[Entries for labeling bounding boxes]
-- -- --
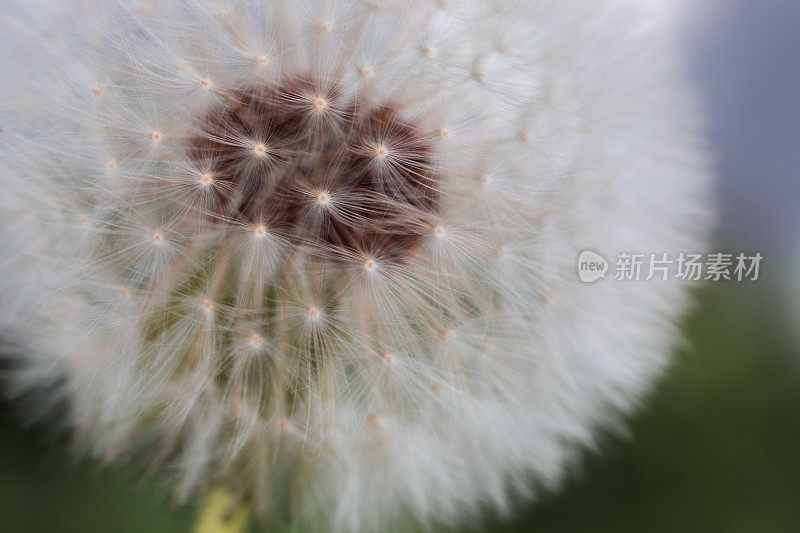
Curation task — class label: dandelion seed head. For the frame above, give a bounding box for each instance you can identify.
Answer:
[0,0,713,531]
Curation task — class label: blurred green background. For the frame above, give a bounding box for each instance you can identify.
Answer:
[6,0,800,533]
[0,282,800,533]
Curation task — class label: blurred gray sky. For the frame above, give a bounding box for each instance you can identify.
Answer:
[673,0,800,260]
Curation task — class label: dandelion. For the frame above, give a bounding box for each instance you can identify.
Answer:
[0,0,710,530]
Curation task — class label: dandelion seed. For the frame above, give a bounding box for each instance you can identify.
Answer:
[253,143,267,157]
[0,0,712,532]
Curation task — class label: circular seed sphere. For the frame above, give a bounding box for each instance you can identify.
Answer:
[0,0,711,530]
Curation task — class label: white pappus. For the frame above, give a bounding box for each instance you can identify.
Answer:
[0,0,712,530]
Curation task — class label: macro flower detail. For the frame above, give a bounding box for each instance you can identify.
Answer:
[0,0,711,530]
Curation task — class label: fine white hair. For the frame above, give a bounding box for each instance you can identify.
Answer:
[0,0,712,530]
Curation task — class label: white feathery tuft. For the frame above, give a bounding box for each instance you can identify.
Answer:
[0,0,711,530]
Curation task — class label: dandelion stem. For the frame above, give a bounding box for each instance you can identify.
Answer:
[194,489,250,533]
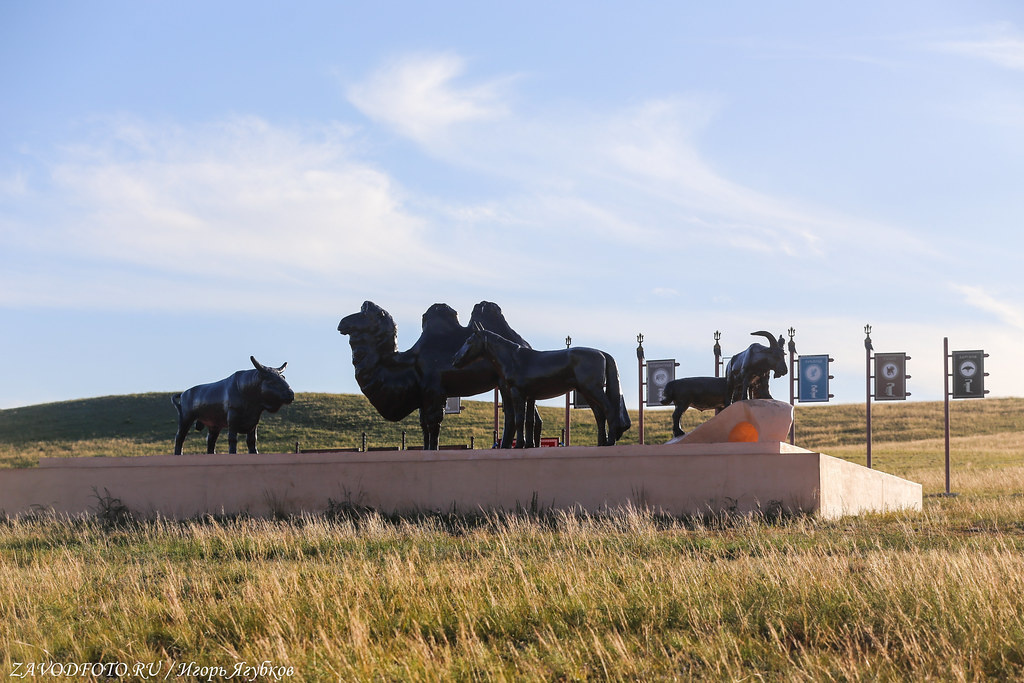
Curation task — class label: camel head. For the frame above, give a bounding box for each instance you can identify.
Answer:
[338,301,398,351]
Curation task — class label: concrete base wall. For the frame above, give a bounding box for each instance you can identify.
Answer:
[0,442,922,519]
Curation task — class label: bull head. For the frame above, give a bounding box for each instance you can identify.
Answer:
[249,355,295,413]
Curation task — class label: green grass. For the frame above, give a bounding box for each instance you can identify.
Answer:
[6,394,1024,681]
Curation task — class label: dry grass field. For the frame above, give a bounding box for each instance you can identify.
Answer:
[0,396,1024,681]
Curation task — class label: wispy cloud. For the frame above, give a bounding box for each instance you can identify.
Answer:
[0,118,501,308]
[932,26,1024,71]
[951,285,1024,331]
[348,53,505,144]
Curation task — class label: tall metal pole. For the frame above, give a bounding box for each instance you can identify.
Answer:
[787,328,797,445]
[864,325,873,469]
[564,335,572,445]
[634,333,644,445]
[942,337,949,496]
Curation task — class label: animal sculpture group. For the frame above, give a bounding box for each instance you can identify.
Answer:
[453,327,630,446]
[662,331,788,436]
[338,301,542,451]
[172,301,787,448]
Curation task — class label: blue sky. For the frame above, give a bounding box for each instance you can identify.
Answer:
[0,1,1024,408]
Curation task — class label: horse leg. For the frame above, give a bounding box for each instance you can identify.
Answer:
[500,391,515,449]
[174,419,195,456]
[577,388,615,445]
[246,427,259,453]
[206,427,220,455]
[523,398,541,449]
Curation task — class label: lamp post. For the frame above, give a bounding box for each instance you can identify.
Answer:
[864,325,873,469]
[713,330,722,377]
[786,328,797,445]
[562,335,572,445]
[634,333,644,445]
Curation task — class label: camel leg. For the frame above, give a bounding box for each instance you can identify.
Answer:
[672,403,690,436]
[532,402,544,447]
[500,391,515,449]
[420,398,444,451]
[206,427,220,454]
[512,393,527,449]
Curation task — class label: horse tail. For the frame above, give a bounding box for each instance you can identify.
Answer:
[604,353,632,441]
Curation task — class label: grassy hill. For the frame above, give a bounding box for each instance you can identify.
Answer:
[6,394,1024,681]
[0,393,1024,479]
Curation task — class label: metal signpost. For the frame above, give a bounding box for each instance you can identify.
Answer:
[647,358,679,407]
[444,396,462,415]
[797,353,836,403]
[942,337,988,496]
[874,353,910,400]
[864,325,910,469]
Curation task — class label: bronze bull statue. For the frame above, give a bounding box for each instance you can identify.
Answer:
[171,356,295,456]
[725,331,790,403]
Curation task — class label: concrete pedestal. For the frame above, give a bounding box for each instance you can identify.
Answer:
[0,441,922,519]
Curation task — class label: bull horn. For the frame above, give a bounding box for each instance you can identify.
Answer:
[751,330,782,349]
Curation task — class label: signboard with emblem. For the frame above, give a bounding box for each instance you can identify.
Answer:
[647,359,676,405]
[798,354,833,403]
[444,396,462,415]
[874,353,910,400]
[952,351,986,398]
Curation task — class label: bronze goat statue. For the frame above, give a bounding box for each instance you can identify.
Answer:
[725,330,790,403]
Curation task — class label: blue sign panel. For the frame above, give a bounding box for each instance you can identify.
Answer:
[798,355,828,403]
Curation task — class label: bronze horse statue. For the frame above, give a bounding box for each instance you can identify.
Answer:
[338,301,541,451]
[452,327,630,447]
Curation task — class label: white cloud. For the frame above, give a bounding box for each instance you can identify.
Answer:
[348,54,505,144]
[934,28,1024,71]
[951,285,1024,331]
[0,118,503,309]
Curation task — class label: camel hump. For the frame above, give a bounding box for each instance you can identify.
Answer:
[469,301,530,348]
[423,303,462,332]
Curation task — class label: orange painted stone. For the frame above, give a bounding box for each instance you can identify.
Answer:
[668,398,793,443]
[729,421,758,443]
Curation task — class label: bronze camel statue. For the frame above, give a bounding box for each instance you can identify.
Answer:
[338,301,541,451]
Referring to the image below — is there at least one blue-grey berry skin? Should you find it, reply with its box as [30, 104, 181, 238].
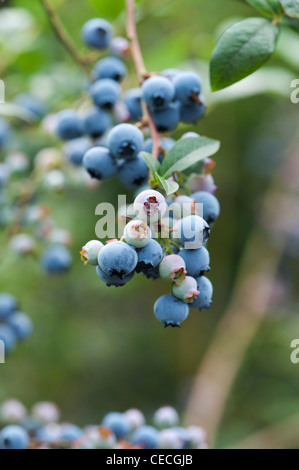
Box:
[7, 312, 33, 341]
[191, 191, 220, 224]
[152, 101, 180, 132]
[180, 97, 207, 124]
[117, 155, 149, 189]
[89, 78, 121, 111]
[98, 242, 138, 279]
[124, 88, 142, 121]
[41, 245, 73, 274]
[173, 72, 202, 104]
[179, 246, 210, 277]
[64, 137, 92, 166]
[141, 76, 175, 109]
[102, 412, 131, 439]
[0, 323, 17, 354]
[83, 108, 112, 139]
[154, 294, 189, 327]
[136, 239, 163, 277]
[107, 124, 144, 160]
[131, 425, 159, 449]
[83, 147, 117, 181]
[190, 276, 213, 310]
[93, 57, 128, 82]
[0, 293, 17, 321]
[57, 109, 84, 140]
[96, 266, 135, 287]
[82, 18, 113, 50]
[0, 425, 30, 450]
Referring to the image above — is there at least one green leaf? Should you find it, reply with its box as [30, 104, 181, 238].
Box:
[247, 0, 282, 18]
[210, 18, 279, 91]
[140, 152, 161, 175]
[280, 0, 299, 19]
[160, 137, 220, 178]
[155, 173, 180, 196]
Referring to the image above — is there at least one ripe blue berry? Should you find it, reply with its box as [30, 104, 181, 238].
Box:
[142, 76, 175, 109]
[107, 124, 144, 160]
[83, 147, 117, 180]
[152, 101, 180, 132]
[97, 266, 135, 287]
[124, 88, 142, 121]
[190, 276, 213, 310]
[131, 426, 159, 449]
[82, 18, 113, 49]
[89, 78, 121, 110]
[159, 255, 187, 285]
[41, 245, 72, 274]
[0, 293, 17, 320]
[102, 412, 131, 439]
[93, 57, 128, 82]
[180, 246, 210, 278]
[57, 109, 84, 140]
[124, 219, 151, 248]
[98, 242, 138, 279]
[192, 191, 220, 224]
[117, 155, 149, 188]
[173, 72, 201, 104]
[83, 108, 112, 139]
[136, 240, 163, 277]
[176, 215, 210, 250]
[0, 425, 29, 450]
[154, 294, 189, 327]
[64, 137, 92, 166]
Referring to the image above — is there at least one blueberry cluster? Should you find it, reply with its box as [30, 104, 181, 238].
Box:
[0, 399, 207, 450]
[0, 293, 33, 355]
[80, 182, 220, 327]
[57, 18, 206, 188]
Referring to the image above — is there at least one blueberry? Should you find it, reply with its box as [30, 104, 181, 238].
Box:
[107, 124, 144, 160]
[98, 242, 138, 279]
[57, 109, 84, 140]
[134, 189, 167, 223]
[136, 240, 163, 277]
[124, 219, 151, 248]
[0, 425, 29, 450]
[93, 57, 128, 82]
[152, 101, 180, 132]
[154, 294, 189, 327]
[0, 293, 17, 320]
[124, 88, 142, 121]
[159, 255, 187, 285]
[131, 426, 159, 449]
[176, 215, 210, 249]
[83, 147, 117, 180]
[142, 76, 175, 109]
[82, 18, 113, 49]
[180, 246, 210, 277]
[7, 312, 33, 341]
[89, 78, 121, 110]
[180, 97, 206, 124]
[173, 72, 201, 104]
[192, 191, 220, 224]
[80, 240, 104, 266]
[102, 412, 131, 439]
[41, 245, 72, 274]
[64, 137, 92, 166]
[83, 108, 112, 139]
[97, 266, 135, 287]
[190, 276, 213, 310]
[0, 324, 17, 354]
[117, 155, 149, 188]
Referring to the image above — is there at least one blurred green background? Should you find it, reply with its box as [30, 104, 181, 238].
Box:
[0, 0, 299, 446]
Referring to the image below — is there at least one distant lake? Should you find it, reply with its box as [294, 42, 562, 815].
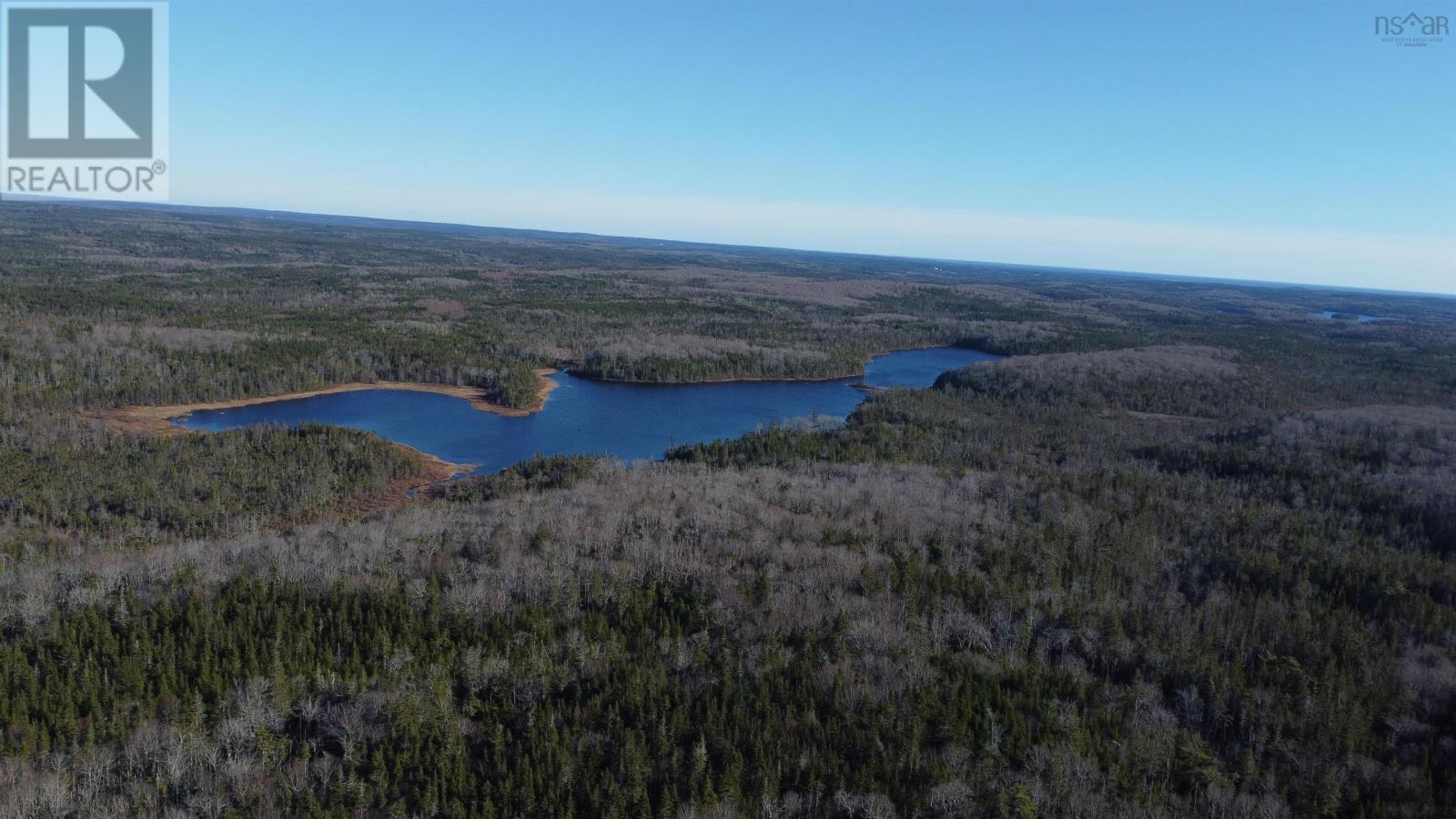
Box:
[177, 347, 1000, 472]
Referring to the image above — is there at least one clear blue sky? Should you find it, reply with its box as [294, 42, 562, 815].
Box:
[172, 0, 1456, 293]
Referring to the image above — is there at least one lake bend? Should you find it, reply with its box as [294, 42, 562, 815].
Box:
[172, 347, 1000, 472]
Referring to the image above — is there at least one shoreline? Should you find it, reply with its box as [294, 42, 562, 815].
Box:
[77, 368, 561, 434]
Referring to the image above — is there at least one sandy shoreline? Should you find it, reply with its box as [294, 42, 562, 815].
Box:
[78, 369, 561, 437]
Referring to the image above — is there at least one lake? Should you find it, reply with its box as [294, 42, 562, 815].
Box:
[175, 347, 1000, 472]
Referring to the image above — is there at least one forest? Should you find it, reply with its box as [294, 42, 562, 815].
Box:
[0, 203, 1456, 819]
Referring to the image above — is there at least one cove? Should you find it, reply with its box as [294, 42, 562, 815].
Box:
[173, 347, 1000, 472]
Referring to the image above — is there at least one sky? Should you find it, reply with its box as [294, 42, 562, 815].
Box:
[169, 0, 1456, 293]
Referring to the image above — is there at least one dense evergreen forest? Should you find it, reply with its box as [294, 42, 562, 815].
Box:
[0, 204, 1456, 817]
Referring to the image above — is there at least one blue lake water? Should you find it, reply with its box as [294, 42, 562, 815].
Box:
[177, 347, 999, 472]
[1309, 310, 1400, 324]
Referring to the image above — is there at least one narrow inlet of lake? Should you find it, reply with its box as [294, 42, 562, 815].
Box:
[177, 347, 999, 472]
-- -- --
INSTRUCTIONS FOR THE TASK:
Copy the records from the line with "least one narrow" through the end of the records, swapping "inlet" for "arm" and keeping everything else the same.

REPLY:
Referring to the image above — is there at least one narrow arm of lake? Should you find it, reply with its box as [294, 42, 562, 815].
Box:
[177, 347, 999, 472]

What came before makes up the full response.